──────── DATA PROVIDED

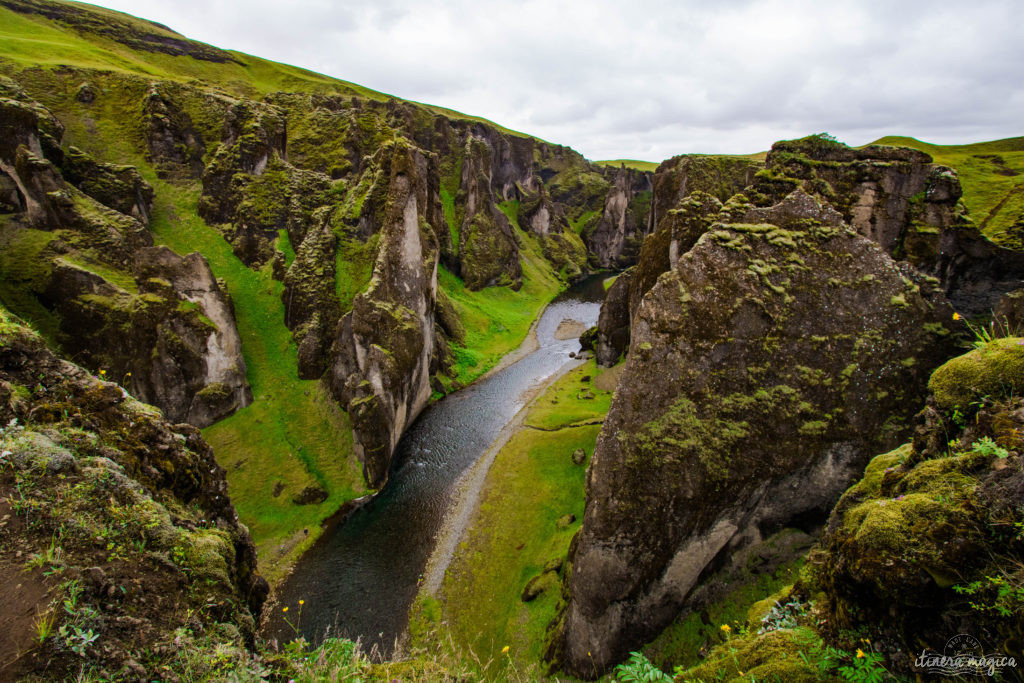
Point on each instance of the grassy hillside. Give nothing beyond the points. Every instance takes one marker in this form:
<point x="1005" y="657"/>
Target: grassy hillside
<point x="992" y="176"/>
<point x="292" y="436"/>
<point x="530" y="506"/>
<point x="28" y="39"/>
<point x="630" y="163"/>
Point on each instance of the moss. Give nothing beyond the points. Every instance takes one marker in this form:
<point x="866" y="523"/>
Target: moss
<point x="777" y="655"/>
<point x="994" y="370"/>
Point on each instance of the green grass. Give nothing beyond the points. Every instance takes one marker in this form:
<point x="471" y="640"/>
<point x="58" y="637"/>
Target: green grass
<point x="353" y="267"/>
<point x="680" y="643"/>
<point x="498" y="318"/>
<point x="630" y="163"/>
<point x="292" y="435"/>
<point x="531" y="483"/>
<point x="991" y="174"/>
<point x="34" y="41"/>
<point x="24" y="272"/>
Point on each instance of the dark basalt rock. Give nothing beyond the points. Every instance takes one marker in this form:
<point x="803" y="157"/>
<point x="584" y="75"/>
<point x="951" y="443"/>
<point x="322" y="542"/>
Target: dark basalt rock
<point x="764" y="370"/>
<point x="613" y="322"/>
<point x="157" y="483"/>
<point x="384" y="346"/>
<point x="932" y="517"/>
<point x="487" y="247"/>
<point x="175" y="147"/>
<point x="615" y="240"/>
<point x="120" y="187"/>
<point x="906" y="204"/>
<point x="98" y="274"/>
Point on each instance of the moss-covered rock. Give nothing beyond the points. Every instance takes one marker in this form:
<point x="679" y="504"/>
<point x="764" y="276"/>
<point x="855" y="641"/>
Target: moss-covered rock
<point x="906" y="204"/>
<point x="928" y="544"/>
<point x="763" y="372"/>
<point x="995" y="369"/>
<point x="129" y="512"/>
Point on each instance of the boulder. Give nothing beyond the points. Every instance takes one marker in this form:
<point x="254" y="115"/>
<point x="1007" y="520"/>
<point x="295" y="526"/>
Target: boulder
<point x="764" y="371"/>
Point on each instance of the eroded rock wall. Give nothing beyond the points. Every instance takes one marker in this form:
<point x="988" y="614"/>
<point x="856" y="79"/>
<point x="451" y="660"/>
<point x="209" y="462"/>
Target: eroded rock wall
<point x="765" y="368"/>
<point x="82" y="257"/>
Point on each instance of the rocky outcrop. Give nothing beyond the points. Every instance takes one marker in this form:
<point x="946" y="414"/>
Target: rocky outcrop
<point x="613" y="322"/>
<point x="902" y="201"/>
<point x="134" y="511"/>
<point x="614" y="242"/>
<point x="487" y="247"/>
<point x="216" y="387"/>
<point x="927" y="544"/>
<point x="381" y="368"/>
<point x="89" y="272"/>
<point x="764" y="370"/>
<point x="173" y="144"/>
<point x="119" y="187"/>
<point x="680" y="176"/>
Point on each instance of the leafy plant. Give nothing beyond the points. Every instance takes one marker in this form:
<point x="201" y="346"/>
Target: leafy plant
<point x="986" y="446"/>
<point x="76" y="638"/>
<point x="639" y="669"/>
<point x="866" y="668"/>
<point x="44" y="626"/>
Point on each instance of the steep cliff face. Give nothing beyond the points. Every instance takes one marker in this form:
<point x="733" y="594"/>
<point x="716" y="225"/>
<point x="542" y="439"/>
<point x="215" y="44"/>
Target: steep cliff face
<point x="928" y="543"/>
<point x="78" y="256"/>
<point x="382" y="354"/>
<point x="615" y="240"/>
<point x="123" y="519"/>
<point x="680" y="176"/>
<point x="765" y="367"/>
<point x="910" y="207"/>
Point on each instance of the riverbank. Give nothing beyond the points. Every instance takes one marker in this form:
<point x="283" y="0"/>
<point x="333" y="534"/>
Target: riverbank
<point x="359" y="580"/>
<point x="517" y="512"/>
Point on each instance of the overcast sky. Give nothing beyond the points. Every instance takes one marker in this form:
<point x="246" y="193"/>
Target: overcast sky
<point x="649" y="80"/>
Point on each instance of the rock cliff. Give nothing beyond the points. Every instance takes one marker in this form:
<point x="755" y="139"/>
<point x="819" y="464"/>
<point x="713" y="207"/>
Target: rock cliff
<point x="765" y="368"/>
<point x="78" y="254"/>
<point x="927" y="545"/>
<point x="122" y="538"/>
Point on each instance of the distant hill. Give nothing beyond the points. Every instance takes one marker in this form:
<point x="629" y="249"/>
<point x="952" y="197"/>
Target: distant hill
<point x="992" y="176"/>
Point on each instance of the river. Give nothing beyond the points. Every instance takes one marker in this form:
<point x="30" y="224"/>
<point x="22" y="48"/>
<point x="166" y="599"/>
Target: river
<point x="359" y="579"/>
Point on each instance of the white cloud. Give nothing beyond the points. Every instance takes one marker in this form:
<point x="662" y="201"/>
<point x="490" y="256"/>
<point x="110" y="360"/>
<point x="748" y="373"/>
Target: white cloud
<point x="651" y="80"/>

────────────────

• REQUIRED WORK:
Give every entry again word for word; no images belong in the copy.

• ANSWER BOX:
Point on each instance of the grassy hillside. Give nothing beyond the points. Every instance takes one marker in this form:
<point x="1005" y="657"/>
Target: grassy hillside
<point x="992" y="176"/>
<point x="292" y="436"/>
<point x="530" y="506"/>
<point x="28" y="39"/>
<point x="630" y="163"/>
Point on each instance of the moss. Give nothing beyond the points. Every instance takes one marker in this form:
<point x="866" y="523"/>
Target: moss
<point x="777" y="655"/>
<point x="994" y="370"/>
Point on each instance of the green grass. Give nothing beyond the points. Every instance takes one marker in this form:
<point x="471" y="640"/>
<point x="58" y="637"/>
Target: green grass
<point x="353" y="267"/>
<point x="680" y="643"/>
<point x="498" y="318"/>
<point x="630" y="163"/>
<point x="292" y="435"/>
<point x="531" y="483"/>
<point x="991" y="174"/>
<point x="34" y="41"/>
<point x="24" y="272"/>
Point on each instance of the dark basalt rock. Give nothing beyond the points. Every instance takes one marker in this form:
<point x="803" y="157"/>
<point x="584" y="75"/>
<point x="951" y="443"/>
<point x="322" y="542"/>
Target: dark basalt rock
<point x="764" y="370"/>
<point x="613" y="322"/>
<point x="157" y="483"/>
<point x="384" y="346"/>
<point x="932" y="517"/>
<point x="487" y="247"/>
<point x="175" y="147"/>
<point x="615" y="240"/>
<point x="120" y="187"/>
<point x="906" y="204"/>
<point x="98" y="274"/>
Point on each instance of the moss-covered rock. Give nothing beyond the points. Every instance takes one marker in this form:
<point x="679" y="504"/>
<point x="764" y="276"/>
<point x="855" y="641"/>
Target: moss-covered rock
<point x="906" y="204"/>
<point x="928" y="544"/>
<point x="763" y="372"/>
<point x="995" y="369"/>
<point x="129" y="512"/>
Point on each instance of the boulder. Give nothing beyond the points. Every instance takes one marker in this form:
<point x="254" y="115"/>
<point x="1007" y="520"/>
<point x="295" y="526"/>
Target: boulder
<point x="764" y="371"/>
Point on each instance of the eroded rock wall. Give nothing beyond the points. Every instance takes one marker in this form:
<point x="988" y="614"/>
<point x="856" y="79"/>
<point x="451" y="660"/>
<point x="209" y="462"/>
Target: eroded rock wall
<point x="765" y="368"/>
<point x="82" y="257"/>
Point on each instance of the rocky outcrop. Give nothing beyond the points. Every instance takes one marker in this form:
<point x="946" y="414"/>
Target: rocky outcrop
<point x="613" y="322"/>
<point x="902" y="201"/>
<point x="134" y="511"/>
<point x="614" y="242"/>
<point x="487" y="247"/>
<point x="216" y="387"/>
<point x="927" y="544"/>
<point x="381" y="368"/>
<point x="89" y="272"/>
<point x="764" y="370"/>
<point x="173" y="144"/>
<point x="119" y="187"/>
<point x="680" y="176"/>
Point on each instance of the leafy plant. Give nothing beyond the points. Every instance takes one marker in this form:
<point x="201" y="346"/>
Target: leafy plant
<point x="986" y="446"/>
<point x="76" y="638"/>
<point x="639" y="669"/>
<point x="866" y="668"/>
<point x="44" y="626"/>
Point on each instance of the steep cliff face. Give nothing beyond the points. Every instance takes one marker in this form:
<point x="733" y="594"/>
<point x="716" y="225"/>
<point x="542" y="439"/>
<point x="215" y="44"/>
Target: steep cliff face
<point x="928" y="543"/>
<point x="78" y="256"/>
<point x="382" y="354"/>
<point x="615" y="240"/>
<point x="123" y="519"/>
<point x="680" y="176"/>
<point x="765" y="367"/>
<point x="910" y="207"/>
Point on each instance of the riverbank. Give nothing beyond the points. Every instance takes one marker in this form:
<point x="283" y="0"/>
<point x="333" y="534"/>
Target: riverbank
<point x="359" y="580"/>
<point x="517" y="512"/>
Point on each instance of the overcast sky. Give nothing beyond the points. Every instance takes one marker in this form:
<point x="246" y="193"/>
Target: overcast sky
<point x="649" y="80"/>
Point on each instance of the rock cliff. Give nothing beyond the points. Every instance takes one marker in this form:
<point x="755" y="139"/>
<point x="819" y="464"/>
<point x="713" y="207"/>
Target: rock cliff
<point x="765" y="368"/>
<point x="78" y="254"/>
<point x="927" y="545"/>
<point x="122" y="538"/>
Point on each instance of the distant hill. Give nothing beyond the points. Every instance takes one marker in this form:
<point x="629" y="249"/>
<point x="952" y="197"/>
Target: distant hill
<point x="992" y="176"/>
Point on each instance of the river. Give nothing beyond the points. Every instance takes one marker in this form:
<point x="30" y="224"/>
<point x="22" y="48"/>
<point x="166" y="599"/>
Target: river
<point x="359" y="579"/>
Point on each instance of the white cloud. Give nothing beyond the points. Every instance takes one marker in this form:
<point x="662" y="201"/>
<point x="490" y="256"/>
<point x="110" y="360"/>
<point x="748" y="373"/>
Target: white cloud
<point x="651" y="80"/>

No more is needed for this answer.